> _WHAT NEEDS TO BE DONE_
Could you print out every entry, character for character?
-.-.-
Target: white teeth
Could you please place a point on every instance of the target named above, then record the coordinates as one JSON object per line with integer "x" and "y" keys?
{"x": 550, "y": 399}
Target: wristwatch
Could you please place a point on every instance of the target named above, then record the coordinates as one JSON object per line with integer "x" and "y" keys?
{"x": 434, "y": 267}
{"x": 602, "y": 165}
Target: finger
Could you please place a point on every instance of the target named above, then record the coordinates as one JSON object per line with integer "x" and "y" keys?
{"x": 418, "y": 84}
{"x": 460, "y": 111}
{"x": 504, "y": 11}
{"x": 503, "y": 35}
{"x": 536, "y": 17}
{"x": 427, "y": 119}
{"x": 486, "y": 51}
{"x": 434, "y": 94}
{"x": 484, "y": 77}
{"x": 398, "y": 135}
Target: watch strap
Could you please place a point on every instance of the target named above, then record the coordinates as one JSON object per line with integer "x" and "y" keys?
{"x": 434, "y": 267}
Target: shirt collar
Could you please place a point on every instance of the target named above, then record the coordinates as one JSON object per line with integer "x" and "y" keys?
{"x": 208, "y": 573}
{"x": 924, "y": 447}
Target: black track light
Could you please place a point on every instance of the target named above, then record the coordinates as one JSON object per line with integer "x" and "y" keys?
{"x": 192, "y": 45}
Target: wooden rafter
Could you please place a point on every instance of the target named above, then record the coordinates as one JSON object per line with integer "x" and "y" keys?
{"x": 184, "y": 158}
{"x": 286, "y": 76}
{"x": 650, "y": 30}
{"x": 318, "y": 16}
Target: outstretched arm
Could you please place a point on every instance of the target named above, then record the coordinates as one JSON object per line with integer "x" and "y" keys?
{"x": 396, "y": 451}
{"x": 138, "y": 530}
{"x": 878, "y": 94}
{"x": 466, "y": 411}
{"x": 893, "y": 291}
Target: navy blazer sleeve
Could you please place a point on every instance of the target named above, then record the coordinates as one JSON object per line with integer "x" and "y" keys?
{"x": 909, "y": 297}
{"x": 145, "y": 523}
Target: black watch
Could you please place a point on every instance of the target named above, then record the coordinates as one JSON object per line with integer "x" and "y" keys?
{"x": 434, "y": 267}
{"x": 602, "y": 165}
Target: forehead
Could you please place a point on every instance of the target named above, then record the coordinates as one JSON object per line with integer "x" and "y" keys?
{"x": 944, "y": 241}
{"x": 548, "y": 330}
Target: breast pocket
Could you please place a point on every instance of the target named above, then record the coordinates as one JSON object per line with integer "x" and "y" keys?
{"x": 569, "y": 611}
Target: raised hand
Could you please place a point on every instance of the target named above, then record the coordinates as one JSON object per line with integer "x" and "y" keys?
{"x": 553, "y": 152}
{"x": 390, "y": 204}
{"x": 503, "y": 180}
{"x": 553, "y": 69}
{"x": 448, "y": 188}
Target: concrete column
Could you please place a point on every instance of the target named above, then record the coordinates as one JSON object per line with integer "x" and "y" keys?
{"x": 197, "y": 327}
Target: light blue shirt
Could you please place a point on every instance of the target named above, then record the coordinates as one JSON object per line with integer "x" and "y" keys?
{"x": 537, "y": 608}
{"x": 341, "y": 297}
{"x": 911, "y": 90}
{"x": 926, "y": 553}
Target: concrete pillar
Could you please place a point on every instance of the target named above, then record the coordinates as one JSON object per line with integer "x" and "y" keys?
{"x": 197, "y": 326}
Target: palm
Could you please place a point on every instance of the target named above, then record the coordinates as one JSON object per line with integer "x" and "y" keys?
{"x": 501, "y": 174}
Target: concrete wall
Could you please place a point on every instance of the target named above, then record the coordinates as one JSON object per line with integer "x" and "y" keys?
-.-.-
> _YOUR SOLUTION_
Target: white teeth
Could you please place a point on every instance of the target named above, then record the coordinates as one JSON object per line with integer "x" and "y" keys?
{"x": 550, "y": 399}
Target: wristwatch
Could you please place a point on every instance of the target named above, then record the coordinates as one JSON object per line with integer "x" and "y" keys?
{"x": 434, "y": 267}
{"x": 602, "y": 165}
Target: finger
Could you please place a point on every instance of the target named above, then record the coordinates as one JSON object per line with integer "x" and "y" keys?
{"x": 418, "y": 84}
{"x": 460, "y": 111}
{"x": 504, "y": 11}
{"x": 503, "y": 35}
{"x": 536, "y": 17}
{"x": 427, "y": 119}
{"x": 486, "y": 51}
{"x": 434, "y": 94}
{"x": 484, "y": 77}
{"x": 398, "y": 135}
Target: watch strap
Could you please place a point on every instance of the target named above, then record the coordinates as one JSON object per line with integer "x" and "y" keys?
{"x": 434, "y": 267}
Target: shirt collar
Could you please place a point on every instance of the target named above, then record the coordinates as one JSON object per line with integer "x" and "y" keys?
{"x": 208, "y": 573}
{"x": 924, "y": 447}
Target: black track light
Could you please place a point on every instance of the target named above, then record the coordinates as one JSON object per line with integer "x" and "y" keys?
{"x": 192, "y": 45}
Target: wooden rafter
Could you please place a point on every instance of the target named above, then record the coordinates as one JSON object per line with integer "x" and "y" keys?
{"x": 184, "y": 158}
{"x": 286, "y": 76}
{"x": 650, "y": 30}
{"x": 318, "y": 16}
Target: outstretched arm
Could you please place a point on every instance of the target named above, then record the coordinates as one JSON object per line with integer "x" and "y" keys?
{"x": 396, "y": 451}
{"x": 138, "y": 530}
{"x": 878, "y": 94}
{"x": 466, "y": 411}
{"x": 893, "y": 291}
Target: navy blazer sleeve
Could you please place a point on every instance of the target named above, then record the coordinates as one JSON object per line with integer "x" and "y" keys?
{"x": 909, "y": 297}
{"x": 145, "y": 523}
Target: black watch
Could you please place a point on every instance of the target named above, then record the coordinates as one JSON object per line with integer "x" and "y" keys?
{"x": 434, "y": 267}
{"x": 602, "y": 165}
Target: forehead
Could you please place a point on every instance of the target named above, then record the coordinates as one JSON object per line with integer "x" and "y" keys?
{"x": 944, "y": 241}
{"x": 548, "y": 330}
Target: breast pocket
Could you please place a point on every instance of the target named above, then record the coordinates as one JSON object per line with integer "x" and "y" keys?
{"x": 569, "y": 611}
Target: raised hand
Could you please place a point on every instance of the target named above, then record the coordinates as one JSON object per line with integer "x" and "y" keys?
{"x": 553, "y": 152}
{"x": 390, "y": 204}
{"x": 503, "y": 180}
{"x": 553, "y": 69}
{"x": 448, "y": 188}
Target: concrete column
Could you please place a point on every instance of the target named above, then record the coordinates as one JSON object per line with integer "x" and "y" keys?
{"x": 197, "y": 327}
Target: light blue shirt
Could you please place a point on every instance of the target named above, then record the coordinates as one JSON object per line with integer "x" and "y" keys?
{"x": 537, "y": 608}
{"x": 341, "y": 297}
{"x": 911, "y": 90}
{"x": 926, "y": 553}
Target: concrete pillar
Could you please place a point on every instance of the target named above, then record the coordinates as one JSON object per line with integer "x" and "y" keys?
{"x": 197, "y": 326}
Target: palm
Could you please place a point on every instance of the target named above, then record the coordinates as one JSON object per line with integer "x" and "y" keys?
{"x": 501, "y": 174}
Target: concrete wall
Could you please place a point on every instance of the target named above, then record the coordinates as one JSON object per line with integer "x" and "y" keys?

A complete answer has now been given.